_Textausschnitt_
##########

Teile werden weiterhin gesperrt bleiben
„Die Jahre gingen ins Land und die Bauwerke und das Gelände haben davon nicht unbedingt profitiert“, erläuterte Hildegard Bibby, Historikerin und Leiterin des Stadtarchivs, jüngst im Kulturausschuss. 2019 mussten Bereiche des Geländes wegen der Einsturzgefahr einzelner Bauwerke abgesperrt werden, zudem wuchert die Natur.
Um gegenzusteuern und die Gedenkstätte als solche zu erhalten, hat der Arbeitskreis Erinnerungskultur einige Vorschläge erarbeitet, die Bibby dem Gremium vorstellte. Demnach soll der weitere Verfallsprozess durch Baumaßnahmen aufgehalten werden.
Von einer umfangreichen Sanierung und Instandsetzung solle aber aufgrund der hohen Kosten abgesehen werden. „Das Gelände bleibt daher weiterhin in Teilen abgesperrt“, erklärte Hildegard Bibby. Das sei aus Sicherheitsgründen nötig.
Pflegemaßnahmen und neue Informationstafel
Ebenfalls soll die Grünfläche gepflegt werden. Wie in der Sitzungsvorlage aufgeführt wird, behindern derzeit umgestürzte Bäume die Sicht auf die Gedenkstätte und zerstören die Wälle zwischen den Langbahnen. Auch entstünden Gefahrenstellen für Besucher und Spaziergänger. „Das ist jetzt in einem Zustand, in dem Pflege dringend nötig ist“, schilderte die Leiterin des Stadtarchivs – und zwar nicht nur einmalig, sondern regelmäßig.

##########

_Bereitgestellte Zeilen_
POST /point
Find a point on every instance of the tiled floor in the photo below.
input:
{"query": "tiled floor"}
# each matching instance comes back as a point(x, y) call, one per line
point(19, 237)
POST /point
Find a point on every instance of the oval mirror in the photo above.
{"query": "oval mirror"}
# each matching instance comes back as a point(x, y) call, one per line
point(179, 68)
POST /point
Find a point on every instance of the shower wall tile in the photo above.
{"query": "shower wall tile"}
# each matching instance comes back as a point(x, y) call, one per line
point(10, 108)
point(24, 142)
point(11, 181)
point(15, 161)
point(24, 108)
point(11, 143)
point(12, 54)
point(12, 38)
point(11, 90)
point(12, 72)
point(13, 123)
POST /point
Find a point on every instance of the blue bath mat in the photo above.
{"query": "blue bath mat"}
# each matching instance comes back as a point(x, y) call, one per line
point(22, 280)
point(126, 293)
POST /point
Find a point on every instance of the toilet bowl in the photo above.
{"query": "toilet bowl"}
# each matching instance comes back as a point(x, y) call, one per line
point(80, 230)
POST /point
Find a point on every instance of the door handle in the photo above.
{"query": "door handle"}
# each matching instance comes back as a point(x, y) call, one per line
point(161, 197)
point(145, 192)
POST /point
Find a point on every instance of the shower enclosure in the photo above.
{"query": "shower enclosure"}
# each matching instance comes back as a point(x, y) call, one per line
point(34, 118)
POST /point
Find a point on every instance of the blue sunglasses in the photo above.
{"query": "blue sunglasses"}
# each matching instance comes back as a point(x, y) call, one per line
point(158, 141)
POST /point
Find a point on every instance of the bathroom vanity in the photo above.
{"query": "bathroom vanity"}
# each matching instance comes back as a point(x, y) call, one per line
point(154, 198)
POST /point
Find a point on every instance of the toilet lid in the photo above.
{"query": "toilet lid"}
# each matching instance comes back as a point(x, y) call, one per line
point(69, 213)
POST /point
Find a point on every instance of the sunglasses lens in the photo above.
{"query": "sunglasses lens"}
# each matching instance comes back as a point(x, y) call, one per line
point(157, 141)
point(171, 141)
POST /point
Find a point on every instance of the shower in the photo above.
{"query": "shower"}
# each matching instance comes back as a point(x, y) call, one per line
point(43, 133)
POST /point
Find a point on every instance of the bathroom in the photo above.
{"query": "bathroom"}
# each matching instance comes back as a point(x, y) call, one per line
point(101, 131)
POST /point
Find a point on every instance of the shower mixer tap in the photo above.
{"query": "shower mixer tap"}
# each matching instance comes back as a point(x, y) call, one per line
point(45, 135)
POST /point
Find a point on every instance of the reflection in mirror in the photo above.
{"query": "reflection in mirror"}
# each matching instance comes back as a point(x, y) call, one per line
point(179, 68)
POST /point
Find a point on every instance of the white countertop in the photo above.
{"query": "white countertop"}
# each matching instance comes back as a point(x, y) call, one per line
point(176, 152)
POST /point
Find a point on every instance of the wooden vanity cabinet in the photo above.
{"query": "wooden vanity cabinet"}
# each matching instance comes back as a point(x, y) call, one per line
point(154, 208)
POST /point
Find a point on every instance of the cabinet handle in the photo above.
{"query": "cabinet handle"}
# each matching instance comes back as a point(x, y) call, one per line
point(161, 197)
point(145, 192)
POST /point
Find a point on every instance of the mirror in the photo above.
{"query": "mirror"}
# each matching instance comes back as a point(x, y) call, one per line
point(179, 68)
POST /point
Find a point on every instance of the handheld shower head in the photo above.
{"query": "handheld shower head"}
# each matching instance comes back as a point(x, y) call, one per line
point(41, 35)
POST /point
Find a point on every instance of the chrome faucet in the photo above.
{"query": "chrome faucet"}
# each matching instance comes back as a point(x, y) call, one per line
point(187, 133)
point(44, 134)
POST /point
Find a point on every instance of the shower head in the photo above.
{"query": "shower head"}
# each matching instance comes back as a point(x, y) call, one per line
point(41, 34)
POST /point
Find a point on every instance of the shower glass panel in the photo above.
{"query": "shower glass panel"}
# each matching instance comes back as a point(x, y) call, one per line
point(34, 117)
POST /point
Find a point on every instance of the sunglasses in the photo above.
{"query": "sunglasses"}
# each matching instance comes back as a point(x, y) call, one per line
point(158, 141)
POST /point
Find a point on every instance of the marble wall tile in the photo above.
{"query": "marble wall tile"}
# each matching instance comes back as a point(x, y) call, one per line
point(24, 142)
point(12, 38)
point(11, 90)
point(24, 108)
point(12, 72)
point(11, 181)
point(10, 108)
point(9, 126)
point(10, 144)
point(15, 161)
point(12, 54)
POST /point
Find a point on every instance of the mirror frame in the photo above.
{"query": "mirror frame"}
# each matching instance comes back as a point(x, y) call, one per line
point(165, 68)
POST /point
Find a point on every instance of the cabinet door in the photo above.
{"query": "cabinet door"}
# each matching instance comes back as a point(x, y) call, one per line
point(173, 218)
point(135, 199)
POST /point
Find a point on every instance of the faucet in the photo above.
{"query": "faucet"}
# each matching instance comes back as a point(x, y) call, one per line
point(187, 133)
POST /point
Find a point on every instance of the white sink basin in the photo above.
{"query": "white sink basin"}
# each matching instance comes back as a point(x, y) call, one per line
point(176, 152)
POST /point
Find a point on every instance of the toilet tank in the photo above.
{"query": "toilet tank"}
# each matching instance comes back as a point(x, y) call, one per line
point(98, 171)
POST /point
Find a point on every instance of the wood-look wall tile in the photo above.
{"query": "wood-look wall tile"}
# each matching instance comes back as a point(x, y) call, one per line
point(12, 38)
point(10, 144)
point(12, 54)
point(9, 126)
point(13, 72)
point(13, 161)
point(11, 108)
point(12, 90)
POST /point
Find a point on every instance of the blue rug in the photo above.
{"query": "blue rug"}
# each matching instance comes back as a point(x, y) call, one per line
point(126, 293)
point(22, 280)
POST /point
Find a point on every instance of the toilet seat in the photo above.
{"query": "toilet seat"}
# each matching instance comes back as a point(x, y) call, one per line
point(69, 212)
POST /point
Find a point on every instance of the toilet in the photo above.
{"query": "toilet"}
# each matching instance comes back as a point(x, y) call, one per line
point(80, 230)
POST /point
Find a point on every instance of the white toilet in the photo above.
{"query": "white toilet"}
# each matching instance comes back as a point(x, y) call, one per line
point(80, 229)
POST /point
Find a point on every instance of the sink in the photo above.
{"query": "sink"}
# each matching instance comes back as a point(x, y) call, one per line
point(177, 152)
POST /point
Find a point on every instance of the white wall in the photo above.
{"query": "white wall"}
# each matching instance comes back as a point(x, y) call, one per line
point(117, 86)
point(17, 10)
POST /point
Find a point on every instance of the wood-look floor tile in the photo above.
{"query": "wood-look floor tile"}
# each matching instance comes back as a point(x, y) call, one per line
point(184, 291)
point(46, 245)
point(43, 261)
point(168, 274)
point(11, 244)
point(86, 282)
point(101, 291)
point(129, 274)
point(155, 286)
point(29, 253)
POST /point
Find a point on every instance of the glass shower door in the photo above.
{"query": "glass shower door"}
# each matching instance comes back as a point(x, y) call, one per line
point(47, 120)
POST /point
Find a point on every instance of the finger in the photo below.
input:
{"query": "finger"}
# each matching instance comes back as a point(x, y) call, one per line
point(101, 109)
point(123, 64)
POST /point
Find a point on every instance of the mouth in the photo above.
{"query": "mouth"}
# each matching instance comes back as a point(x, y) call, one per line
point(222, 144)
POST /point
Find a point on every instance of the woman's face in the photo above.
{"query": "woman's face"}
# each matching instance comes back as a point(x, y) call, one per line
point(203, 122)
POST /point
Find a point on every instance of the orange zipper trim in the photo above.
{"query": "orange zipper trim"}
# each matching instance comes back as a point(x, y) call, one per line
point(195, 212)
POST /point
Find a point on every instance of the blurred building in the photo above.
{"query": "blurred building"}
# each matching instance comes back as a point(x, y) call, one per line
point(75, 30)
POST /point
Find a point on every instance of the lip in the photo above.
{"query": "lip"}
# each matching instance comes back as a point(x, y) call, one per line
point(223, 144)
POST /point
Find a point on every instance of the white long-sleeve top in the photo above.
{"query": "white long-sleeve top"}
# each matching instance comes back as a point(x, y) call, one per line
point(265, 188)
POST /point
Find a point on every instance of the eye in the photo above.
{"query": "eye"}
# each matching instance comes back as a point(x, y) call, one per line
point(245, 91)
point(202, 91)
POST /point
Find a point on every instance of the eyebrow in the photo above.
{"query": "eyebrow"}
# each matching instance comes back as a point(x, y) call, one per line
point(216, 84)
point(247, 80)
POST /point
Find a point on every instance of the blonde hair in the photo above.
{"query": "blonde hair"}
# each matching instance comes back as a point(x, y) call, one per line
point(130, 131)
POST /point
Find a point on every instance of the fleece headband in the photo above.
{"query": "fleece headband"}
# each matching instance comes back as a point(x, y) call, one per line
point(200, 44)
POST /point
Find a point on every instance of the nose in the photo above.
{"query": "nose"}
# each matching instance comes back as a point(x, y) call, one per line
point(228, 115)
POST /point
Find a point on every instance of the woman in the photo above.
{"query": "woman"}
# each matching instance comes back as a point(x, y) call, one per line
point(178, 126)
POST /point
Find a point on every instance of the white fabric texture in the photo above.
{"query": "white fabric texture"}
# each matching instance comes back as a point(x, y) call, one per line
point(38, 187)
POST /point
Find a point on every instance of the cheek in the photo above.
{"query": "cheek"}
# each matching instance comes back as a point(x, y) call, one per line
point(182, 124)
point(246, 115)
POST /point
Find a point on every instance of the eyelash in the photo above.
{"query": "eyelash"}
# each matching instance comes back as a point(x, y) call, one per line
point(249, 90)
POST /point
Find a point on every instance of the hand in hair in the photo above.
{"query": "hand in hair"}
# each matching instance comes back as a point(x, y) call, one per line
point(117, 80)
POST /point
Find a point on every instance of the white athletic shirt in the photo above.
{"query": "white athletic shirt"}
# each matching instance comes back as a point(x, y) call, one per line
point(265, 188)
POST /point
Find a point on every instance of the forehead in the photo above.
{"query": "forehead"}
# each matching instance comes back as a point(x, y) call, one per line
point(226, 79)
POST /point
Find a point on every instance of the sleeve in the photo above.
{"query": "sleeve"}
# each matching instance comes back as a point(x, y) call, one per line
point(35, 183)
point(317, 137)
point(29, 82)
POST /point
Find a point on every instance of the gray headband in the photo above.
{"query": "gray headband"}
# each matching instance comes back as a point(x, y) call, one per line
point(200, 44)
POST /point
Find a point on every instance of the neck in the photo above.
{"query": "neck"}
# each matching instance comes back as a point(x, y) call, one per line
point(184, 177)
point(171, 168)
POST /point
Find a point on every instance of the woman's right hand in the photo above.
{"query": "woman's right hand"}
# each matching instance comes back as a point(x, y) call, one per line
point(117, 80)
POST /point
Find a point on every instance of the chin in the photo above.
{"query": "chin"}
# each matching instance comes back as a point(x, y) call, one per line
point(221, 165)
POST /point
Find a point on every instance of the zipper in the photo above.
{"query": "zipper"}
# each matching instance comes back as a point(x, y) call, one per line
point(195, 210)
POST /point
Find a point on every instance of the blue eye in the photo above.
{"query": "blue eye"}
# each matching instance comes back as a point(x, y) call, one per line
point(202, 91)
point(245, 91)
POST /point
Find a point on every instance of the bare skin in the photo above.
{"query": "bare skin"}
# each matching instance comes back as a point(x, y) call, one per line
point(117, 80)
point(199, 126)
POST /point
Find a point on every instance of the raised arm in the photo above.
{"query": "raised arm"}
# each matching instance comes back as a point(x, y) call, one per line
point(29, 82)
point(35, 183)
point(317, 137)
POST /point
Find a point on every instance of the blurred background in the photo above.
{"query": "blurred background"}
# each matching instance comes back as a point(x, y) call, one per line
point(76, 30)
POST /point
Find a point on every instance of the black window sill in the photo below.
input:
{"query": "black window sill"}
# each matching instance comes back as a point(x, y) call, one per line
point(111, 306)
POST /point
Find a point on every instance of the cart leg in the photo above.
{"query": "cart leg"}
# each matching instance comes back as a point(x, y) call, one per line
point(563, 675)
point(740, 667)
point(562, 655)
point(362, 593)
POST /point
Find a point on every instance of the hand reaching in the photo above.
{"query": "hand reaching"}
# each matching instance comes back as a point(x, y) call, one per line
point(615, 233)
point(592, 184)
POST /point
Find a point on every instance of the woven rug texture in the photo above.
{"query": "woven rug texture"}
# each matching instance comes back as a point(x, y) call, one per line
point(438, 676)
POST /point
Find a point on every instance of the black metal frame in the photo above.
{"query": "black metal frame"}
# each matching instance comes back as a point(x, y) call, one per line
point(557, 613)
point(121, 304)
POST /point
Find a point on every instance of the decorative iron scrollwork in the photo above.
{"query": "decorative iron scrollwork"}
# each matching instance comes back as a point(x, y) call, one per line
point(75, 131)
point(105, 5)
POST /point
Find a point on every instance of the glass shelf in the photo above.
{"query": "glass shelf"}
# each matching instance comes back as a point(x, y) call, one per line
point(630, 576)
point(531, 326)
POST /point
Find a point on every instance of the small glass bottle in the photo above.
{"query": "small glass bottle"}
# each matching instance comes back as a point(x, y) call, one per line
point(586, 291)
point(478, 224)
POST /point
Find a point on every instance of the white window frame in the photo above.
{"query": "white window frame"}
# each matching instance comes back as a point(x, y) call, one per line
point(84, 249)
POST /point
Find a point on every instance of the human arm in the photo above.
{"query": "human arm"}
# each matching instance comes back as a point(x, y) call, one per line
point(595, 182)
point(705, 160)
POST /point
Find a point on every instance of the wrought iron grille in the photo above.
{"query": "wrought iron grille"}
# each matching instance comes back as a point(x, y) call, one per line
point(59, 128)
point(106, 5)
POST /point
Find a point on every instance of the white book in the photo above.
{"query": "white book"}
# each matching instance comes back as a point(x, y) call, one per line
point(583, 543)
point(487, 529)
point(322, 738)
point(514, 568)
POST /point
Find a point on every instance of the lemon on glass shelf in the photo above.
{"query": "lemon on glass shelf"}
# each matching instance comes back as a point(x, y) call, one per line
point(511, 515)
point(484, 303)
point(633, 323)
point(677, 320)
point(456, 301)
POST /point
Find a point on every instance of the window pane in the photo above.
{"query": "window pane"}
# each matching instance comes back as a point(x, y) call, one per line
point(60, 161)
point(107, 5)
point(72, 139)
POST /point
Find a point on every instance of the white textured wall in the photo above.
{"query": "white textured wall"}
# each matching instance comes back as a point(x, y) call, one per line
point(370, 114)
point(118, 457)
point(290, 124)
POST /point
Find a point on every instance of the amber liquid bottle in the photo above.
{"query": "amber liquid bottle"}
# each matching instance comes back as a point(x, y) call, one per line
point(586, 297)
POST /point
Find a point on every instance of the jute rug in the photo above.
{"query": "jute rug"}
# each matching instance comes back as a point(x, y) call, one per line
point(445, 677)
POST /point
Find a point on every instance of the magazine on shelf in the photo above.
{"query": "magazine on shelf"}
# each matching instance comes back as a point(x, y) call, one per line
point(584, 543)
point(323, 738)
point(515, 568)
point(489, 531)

##########

_Übungsaufgaben_
[a] Aus welchem Grund soll laut Textausschnitt von einer umfangreichen Sanierung und Instandsetzung abgesehen werden?
[b] Schreiben Sie die Passage des Textausschnitts von „Von einer umfangreichen“ bis „einmalig, sondern regelmäßig.“ wortgetreu ab.
Die Zeilen haben mit dem Textausschnitt nichts zu tun.

_Lösungen_
[a] Wegen der hohen Kosten.

[b]
Von einer umfangreichen Sanierung und Instandsetzung solle aber aufgrund der hohen Kosten abgesehen werden. „Das Gelände bleibt daher weiterhin in Teilen abgesperrt“, erklärte Hildegard Bibby. Das sei aus Sicherheitsgründen nötig.
Pflegemaßnahmen und neue Informationstafel
Ebenfalls soll die Grünfläche gepflegt werden. Wie in der Sitzungsvorlage aufgeführt wird, behindern derzeit umgestürzte Bäume die Sicht auf die Gedenkstätte und zerstören die Wälle zwischen den Langbahnen. Auch entstünden Gefahrenstellen für Besucher und Spaziergänger. „Das ist jetzt in einem Zustand, in dem Pflege dringend nötig ist“, schilderte die Leiterin des Stadtarchivs – und zwar nicht nur einmalig, sondern regelmäßig.